### EXERCISE INSTRUCTIONS
Render every row below as a JSON list of strings, one string per line, with blank lines dropped and the pictures left out.

### RECORDS
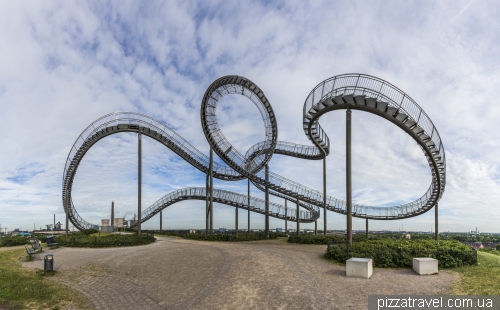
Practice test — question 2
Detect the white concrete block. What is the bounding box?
[345,257,373,279]
[413,257,438,274]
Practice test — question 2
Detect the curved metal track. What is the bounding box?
[62,74,446,229]
[132,187,315,227]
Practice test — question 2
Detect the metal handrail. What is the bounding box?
[62,74,446,228]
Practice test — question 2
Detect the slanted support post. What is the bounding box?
[266,164,269,238]
[247,179,250,233]
[234,201,238,237]
[205,170,210,235]
[434,203,439,241]
[366,219,368,240]
[210,147,214,235]
[345,108,352,247]
[297,198,300,236]
[137,127,142,236]
[323,155,326,235]
[285,199,288,235]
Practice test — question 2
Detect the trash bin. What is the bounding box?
[43,254,54,272]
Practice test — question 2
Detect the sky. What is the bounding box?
[0,0,500,232]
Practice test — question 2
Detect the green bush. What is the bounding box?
[54,233,156,248]
[288,234,380,244]
[479,246,500,256]
[325,239,477,268]
[2,236,29,246]
[82,228,99,235]
[157,231,278,241]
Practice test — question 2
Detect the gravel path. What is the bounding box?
[23,237,458,310]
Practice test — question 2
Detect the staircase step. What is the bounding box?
[412,126,424,135]
[404,120,416,128]
[323,98,335,107]
[396,111,408,122]
[377,101,388,112]
[354,95,366,105]
[333,95,345,104]
[344,95,355,104]
[365,98,377,108]
[387,107,398,116]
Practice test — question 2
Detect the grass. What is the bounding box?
[0,249,91,310]
[452,252,500,295]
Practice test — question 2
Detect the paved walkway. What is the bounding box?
[23,237,457,309]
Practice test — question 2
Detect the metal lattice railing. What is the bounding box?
[63,74,446,229]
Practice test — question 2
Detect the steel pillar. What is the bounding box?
[247,179,250,233]
[434,203,439,241]
[65,204,68,237]
[297,198,300,236]
[366,219,368,240]
[205,168,210,235]
[266,165,269,238]
[234,202,238,237]
[323,155,326,235]
[210,147,214,235]
[137,128,142,236]
[345,108,352,246]
[285,199,288,235]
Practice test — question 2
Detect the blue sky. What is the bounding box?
[0,1,500,231]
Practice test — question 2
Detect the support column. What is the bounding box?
[65,204,69,237]
[297,198,300,236]
[285,199,288,235]
[366,219,368,240]
[247,179,250,233]
[265,165,269,238]
[434,203,439,241]
[160,210,163,234]
[323,155,326,235]
[210,147,214,235]
[234,202,238,237]
[205,170,210,235]
[345,108,352,246]
[137,132,142,236]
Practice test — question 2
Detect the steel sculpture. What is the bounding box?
[62,74,446,232]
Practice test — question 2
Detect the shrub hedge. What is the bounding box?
[157,231,278,242]
[325,239,477,268]
[479,246,500,256]
[48,232,156,248]
[288,234,379,244]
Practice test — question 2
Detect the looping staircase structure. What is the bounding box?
[62,74,446,229]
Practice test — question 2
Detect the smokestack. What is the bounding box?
[111,201,115,226]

### REPLY
[
  "Practice test — question 2",
  "Detect the white concrete block. What is the bounding box?",
  "[345,257,373,279]",
  "[413,257,438,274]",
  "Practice test — question 2",
  "Detect the curved metal track. What is the bounding box?",
  "[62,74,446,229]",
  "[132,187,315,227]",
  "Practice test — question 2",
  "Detect the metal handrail. What is the bounding box?",
  "[62,74,446,228]",
  "Practice test — question 2",
  "Detect the slanted support post. What is the bounding box?",
  "[266,164,269,238]",
  "[247,179,250,233]",
  "[234,201,238,237]",
  "[205,170,210,235]",
  "[434,203,439,241]",
  "[366,219,368,240]",
  "[210,147,214,235]",
  "[345,108,352,247]",
  "[297,198,300,236]",
  "[137,127,142,236]",
  "[323,155,326,235]",
  "[285,199,288,235]",
  "Practice test — question 2",
  "Detect the trash bin. What is the bounding box?",
  "[43,254,54,272]",
  "Practice test — question 2",
  "Detect the sky. What is the bounding box?",
  "[0,0,500,232]",
  "Practice test — question 2",
  "Detect the green bush. What is the bounding box?",
  "[54,233,156,248]",
  "[288,234,380,244]",
  "[479,246,500,256]",
  "[325,239,477,268]",
  "[2,236,29,246]",
  "[82,228,99,235]",
  "[157,231,278,241]",
  "Practice test — question 2",
  "Detect the gravel path. What is the bounding box?",
  "[23,237,458,310]",
  "Practice test — question 2",
  "Detect the staircase step. What is the bounding box?",
  "[412,126,424,135]",
  "[404,120,416,128]",
  "[323,98,335,107]",
  "[396,111,408,122]",
  "[377,101,388,112]",
  "[354,95,366,105]",
  "[333,95,345,104]",
  "[344,95,355,104]",
  "[365,98,377,108]",
  "[387,107,398,116]",
  "Practice test — question 2",
  "Detect the grass. What is the bounding box?",
  "[0,249,91,310]",
  "[452,252,500,295]",
  "Practice test — question 2",
  "Detect the paved walkway. What is the bounding box?",
  "[23,237,457,309]",
  "Practice test — question 2",
  "Detect the metal lattice railing. What is the bounding box?",
  "[63,74,446,229]",
  "Practice test — question 2",
  "Detect the steel pillar. What is the bounding box?",
  "[247,179,250,233]",
  "[434,203,439,241]",
  "[65,204,68,237]",
  "[297,198,300,236]",
  "[366,219,368,240]",
  "[205,168,210,235]",
  "[266,165,269,238]",
  "[234,202,238,237]",
  "[323,155,326,235]",
  "[210,147,214,235]",
  "[137,128,142,236]",
  "[345,108,352,246]",
  "[285,199,288,235]",
  "Practice test — question 2",
  "Detect the blue sky. What is the bounding box?",
  "[0,1,500,231]",
  "Practice test — question 2",
  "Detect the support column. What is the bounding box?",
  "[65,204,69,237]",
  "[297,198,300,236]",
  "[285,199,288,235]",
  "[366,219,368,240]",
  "[247,179,250,233]",
  "[265,165,269,238]",
  "[434,203,439,241]",
  "[160,210,163,234]",
  "[323,155,326,235]",
  "[210,147,214,235]",
  "[234,202,238,237]",
  "[205,170,210,235]",
  "[345,108,352,246]",
  "[137,132,142,236]",
  "Practice test — question 2",
  "Detect the steel sculpture. What is the bounding box?",
  "[62,74,446,232]",
  "Practice test — question 2",
  "Detect the shrub hedge. What is the bounding box?",
  "[157,231,278,242]",
  "[325,239,477,268]",
  "[479,246,500,256]",
  "[48,232,156,248]",
  "[288,234,379,244]",
  "Practice test — question 2",
  "Detect the looping staircase structure. What is the bounding box?",
  "[62,74,446,229]",
  "Practice test — question 2",
  "Detect the smokestack. What is the bounding box?",
  "[111,201,115,226]"
]